Your task is to transcribe the records exactly, skipping every image.
# # #
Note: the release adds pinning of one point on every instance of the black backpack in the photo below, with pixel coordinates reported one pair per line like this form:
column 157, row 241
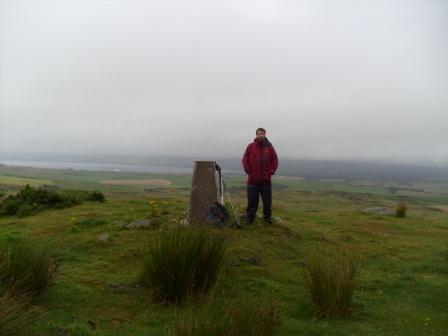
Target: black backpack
column 217, row 214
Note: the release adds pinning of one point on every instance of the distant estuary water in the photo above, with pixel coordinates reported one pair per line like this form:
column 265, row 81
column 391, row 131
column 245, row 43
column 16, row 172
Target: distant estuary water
column 99, row 166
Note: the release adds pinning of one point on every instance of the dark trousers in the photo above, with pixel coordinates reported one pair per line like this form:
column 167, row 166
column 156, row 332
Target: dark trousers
column 253, row 193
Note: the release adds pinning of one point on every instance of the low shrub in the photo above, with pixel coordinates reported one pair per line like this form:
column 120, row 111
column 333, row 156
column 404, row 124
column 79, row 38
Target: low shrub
column 182, row 261
column 400, row 211
column 26, row 268
column 30, row 200
column 15, row 315
column 248, row 316
column 330, row 283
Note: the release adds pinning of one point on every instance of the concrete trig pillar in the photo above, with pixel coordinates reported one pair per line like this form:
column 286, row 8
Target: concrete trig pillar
column 204, row 191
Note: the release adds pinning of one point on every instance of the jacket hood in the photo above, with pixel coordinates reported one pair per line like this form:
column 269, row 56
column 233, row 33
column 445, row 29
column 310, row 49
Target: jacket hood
column 265, row 142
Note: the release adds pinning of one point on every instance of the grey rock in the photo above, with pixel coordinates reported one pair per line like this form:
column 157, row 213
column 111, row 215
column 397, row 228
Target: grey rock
column 143, row 223
column 379, row 211
column 277, row 219
column 104, row 238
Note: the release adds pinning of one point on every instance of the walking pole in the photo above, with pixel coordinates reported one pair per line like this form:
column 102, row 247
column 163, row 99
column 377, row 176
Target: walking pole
column 238, row 224
column 223, row 189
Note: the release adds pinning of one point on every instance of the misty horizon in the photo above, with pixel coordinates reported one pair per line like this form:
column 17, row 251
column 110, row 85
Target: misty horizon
column 339, row 80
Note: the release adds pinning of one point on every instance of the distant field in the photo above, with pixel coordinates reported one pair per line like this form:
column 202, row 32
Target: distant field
column 429, row 192
column 22, row 181
column 139, row 182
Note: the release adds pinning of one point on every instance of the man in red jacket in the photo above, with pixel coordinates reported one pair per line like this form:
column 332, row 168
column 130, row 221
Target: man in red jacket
column 259, row 162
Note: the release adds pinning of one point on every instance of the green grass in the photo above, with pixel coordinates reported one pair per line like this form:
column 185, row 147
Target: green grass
# # #
#### [Expected answer]
Note: the release adds pinning of one point on every instance of the black backpack in the photo below, with pixel coordinates reported one pair per line like this form:
column 157, row 241
Target: black backpack
column 217, row 214
Note: the release adds pinning of one point on every instance of the distant estuary water in the photo above, with pixel coordinates reported one pair per line like this form:
column 265, row 81
column 391, row 131
column 245, row 43
column 16, row 172
Target: distant estuary water
column 99, row 166
Note: the release adds pinning of one point on every instance of the dark trousers in the photo above, with pixel coordinates reported one pair per line like this form:
column 167, row 166
column 156, row 332
Target: dark trousers
column 253, row 193
Note: the release adds pinning of one point on every instance of the low shrub in the photo above, with pixel coordinates reported one pair per line like this form:
column 120, row 111
column 333, row 156
column 404, row 124
column 79, row 38
Target: low shrub
column 182, row 261
column 400, row 211
column 26, row 268
column 30, row 200
column 15, row 315
column 248, row 316
column 330, row 283
Note: the release adds pinning of one point on every instance of the concrete trig pillar in the photo above, with pixel coordinates reported one pair per line like this form:
column 286, row 8
Target: concrete trig pillar
column 204, row 191
Note: the release adds pinning of one point on every instance of the jacket hood in the photo above, with pixel coordinates reported one pair per line like this form:
column 269, row 56
column 233, row 33
column 445, row 29
column 310, row 49
Target: jacket hood
column 265, row 142
Note: the release adds pinning of one point on every instance of the grey rock in the photo above, with pixel coordinates reported one pair per line like this form:
column 157, row 213
column 111, row 215
column 397, row 228
Target: grey rock
column 143, row 223
column 379, row 211
column 277, row 219
column 104, row 238
Note: the release adds pinning of one point on every instance of the walking pole in the photo above, with pixel coordinates reported one pair per line like this form:
column 102, row 247
column 163, row 99
column 377, row 176
Target: walking pole
column 238, row 224
column 223, row 189
Note: the release adds pinning of one point on every instance of the misty horizon in the photo above, with pixel coordinates reported one pair per line like this form:
column 17, row 251
column 110, row 85
Target: misty horizon
column 339, row 80
Note: the release adds pinning of one point on every instance of the distant field in the photo above, with pixel coordinates reported one pair per line like this form:
column 202, row 32
Target: distant field
column 429, row 192
column 22, row 181
column 139, row 182
Note: the release adds pinning of one point on every instance of the man in red jacket in the photo above, with pixel coordinates reported one pair per line like this form:
column 332, row 168
column 130, row 221
Target: man in red jacket
column 259, row 162
Note: the release adds pinning of one point on every instance of the green grass in the photo above, with pixel coordinates reported one pair per line like this form:
column 185, row 147
Target: green grass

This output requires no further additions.